### AVAILABLE DATA
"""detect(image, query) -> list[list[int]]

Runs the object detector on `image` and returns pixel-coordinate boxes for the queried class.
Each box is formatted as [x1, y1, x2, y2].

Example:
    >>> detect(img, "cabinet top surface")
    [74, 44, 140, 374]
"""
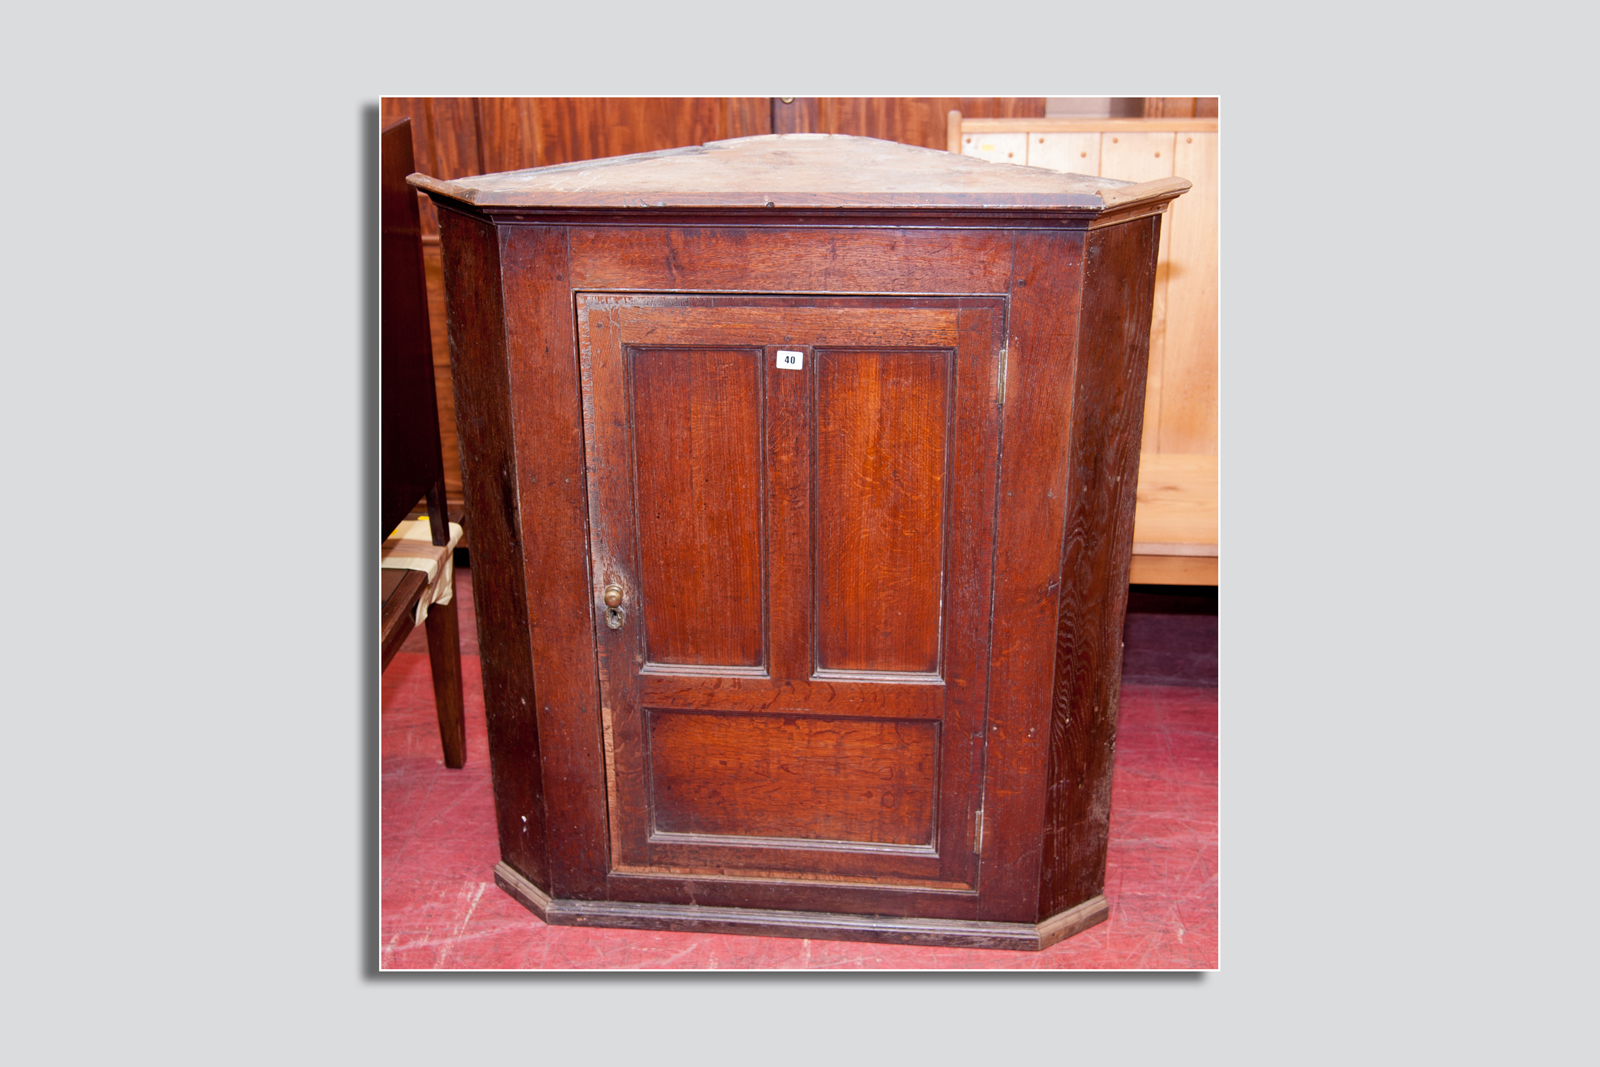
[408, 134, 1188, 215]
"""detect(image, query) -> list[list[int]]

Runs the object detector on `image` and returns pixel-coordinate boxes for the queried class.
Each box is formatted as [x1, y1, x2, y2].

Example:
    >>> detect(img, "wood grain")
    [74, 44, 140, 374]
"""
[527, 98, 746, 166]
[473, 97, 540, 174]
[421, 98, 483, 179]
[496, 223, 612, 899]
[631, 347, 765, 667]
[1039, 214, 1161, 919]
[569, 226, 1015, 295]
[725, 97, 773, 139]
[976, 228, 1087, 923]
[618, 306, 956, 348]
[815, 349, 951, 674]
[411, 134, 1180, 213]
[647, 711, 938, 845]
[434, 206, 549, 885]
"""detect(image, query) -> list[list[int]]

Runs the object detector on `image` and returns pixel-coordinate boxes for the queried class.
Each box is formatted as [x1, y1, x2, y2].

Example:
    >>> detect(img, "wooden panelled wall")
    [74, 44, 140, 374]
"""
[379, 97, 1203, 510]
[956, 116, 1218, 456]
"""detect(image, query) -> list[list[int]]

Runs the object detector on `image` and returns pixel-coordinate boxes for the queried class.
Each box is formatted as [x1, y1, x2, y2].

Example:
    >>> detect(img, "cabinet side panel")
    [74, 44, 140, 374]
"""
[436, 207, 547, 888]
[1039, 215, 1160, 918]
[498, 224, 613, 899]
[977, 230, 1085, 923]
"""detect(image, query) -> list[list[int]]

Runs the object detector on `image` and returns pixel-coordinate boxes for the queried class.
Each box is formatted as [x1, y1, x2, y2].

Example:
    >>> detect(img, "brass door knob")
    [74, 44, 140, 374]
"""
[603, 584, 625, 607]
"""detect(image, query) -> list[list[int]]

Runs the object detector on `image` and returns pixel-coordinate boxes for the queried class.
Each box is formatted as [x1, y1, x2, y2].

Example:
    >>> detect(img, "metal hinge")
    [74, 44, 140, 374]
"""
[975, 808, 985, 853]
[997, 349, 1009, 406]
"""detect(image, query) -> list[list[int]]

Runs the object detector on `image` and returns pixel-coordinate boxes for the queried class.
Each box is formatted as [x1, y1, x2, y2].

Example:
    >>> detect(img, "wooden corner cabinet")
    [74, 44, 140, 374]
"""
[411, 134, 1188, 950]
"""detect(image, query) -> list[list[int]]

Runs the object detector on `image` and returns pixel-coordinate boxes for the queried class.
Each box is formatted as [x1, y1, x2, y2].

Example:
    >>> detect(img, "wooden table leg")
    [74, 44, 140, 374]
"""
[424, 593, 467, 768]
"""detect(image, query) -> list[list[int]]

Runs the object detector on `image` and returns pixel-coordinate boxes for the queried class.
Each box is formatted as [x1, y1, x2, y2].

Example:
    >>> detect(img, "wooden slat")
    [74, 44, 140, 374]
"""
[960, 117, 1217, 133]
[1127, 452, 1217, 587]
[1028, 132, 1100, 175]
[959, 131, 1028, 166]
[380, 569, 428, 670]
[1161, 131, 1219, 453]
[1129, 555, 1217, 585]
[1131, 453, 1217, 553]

### EXERCISE GOAL
Give the data again exactly, without pictures.

### OUTPUT BELOW
"""detect(image, query) -> list[list[int]]

Runs the object detector on `image` and returns pixel-coordinate boxes for the queried class.
Each box is formatted as [x1, y1, x2, y2].

Example:
    >>> detect(img, "cabinet top surface")
    [74, 44, 140, 374]
"""
[408, 134, 1188, 215]
"""detect(image, query) -> list[list[int]]

Runs the object detector on `image` and returns pixel-coordinate boxes for the queried class.
Each box is formatted as [x1, y1, x2, y2].

Example:
    >>> detect(img, "wood grain")
    [74, 44, 140, 374]
"""
[527, 98, 746, 166]
[473, 97, 540, 174]
[421, 98, 483, 179]
[496, 223, 612, 899]
[631, 347, 765, 667]
[1039, 214, 1161, 919]
[569, 226, 1015, 295]
[725, 97, 773, 139]
[976, 228, 1087, 923]
[618, 306, 956, 348]
[815, 349, 951, 674]
[411, 134, 1180, 213]
[647, 711, 938, 845]
[434, 206, 549, 885]
"""detect(image, query) -> list[list[int]]

Runs the object detector on `image` and returns pixel-coordinate boxes for the queried class.
Each box is formatted as [x1, y1, x2, y2].

Example:
    >>> detect(img, "wooden panelled wall")
    [74, 44, 140, 374]
"""
[379, 97, 1203, 510]
[956, 116, 1218, 456]
"""detect(image, query) -> list[list[int]]

Runs the object detector on `image` and returns pixel-coordinate boxes for the queried class.
Each box is formatted as [x1, y1, x2, y2].

Example:
    >>> detect(img, "cabinet side panel")
    [74, 44, 140, 374]
"""
[436, 207, 547, 888]
[1039, 215, 1160, 918]
[498, 224, 613, 899]
[977, 230, 1085, 923]
"""detect(image, query) -> list[list[int]]

Runs the object detector on `image` and returns pixel-coordinate boxes for the queried class.
Each box is formatted as [x1, y1, x2, y2].

Example:
    >>> detect(img, "brass door knob")
    [74, 44, 140, 374]
"""
[603, 584, 625, 607]
"""detect(image, query) -> list[list[int]]

Runs the object detector on `image` and returns pixel-coordinate boxes for the queried class.
Each box is formatted as [x1, y1, x2, y2].

Example:
    >>> detect(img, "metal hinge")
    [74, 44, 140, 374]
"""
[975, 808, 985, 853]
[997, 349, 1009, 406]
"""detect(image, query) -> list[list[int]]

Runs the object detector on `image` and returns pixel-coordinate boxes for the queried class.
Each box is formatted as [x1, y1, x2, y2].

Example:
    >>> detect(img, "wooden corner cabinet")
    [74, 44, 140, 374]
"""
[411, 134, 1188, 950]
"""detect(image, query) -> list[list[int]]

Runs the object detector on `image` and returns pixel-coordinate boxes for the queried class.
Each box is formatted as [x1, y1, x2, y2].

Example:
    >>> detect(img, "wooden table leg")
    [74, 44, 140, 374]
"""
[424, 593, 467, 768]
"""detect(image, query) -> list[list[int]]

Runs the object detector on `image` and returns pixel-coordinate boxes for the queried class.
Each box is formatted as [x1, y1, x2, y2].

Example:
    >>> detect(img, "wooden slat")
    [74, 44, 140, 374]
"""
[960, 117, 1217, 133]
[1127, 452, 1217, 587]
[1028, 132, 1100, 175]
[959, 131, 1028, 166]
[380, 569, 428, 670]
[1161, 131, 1219, 453]
[1129, 555, 1217, 585]
[1131, 453, 1217, 553]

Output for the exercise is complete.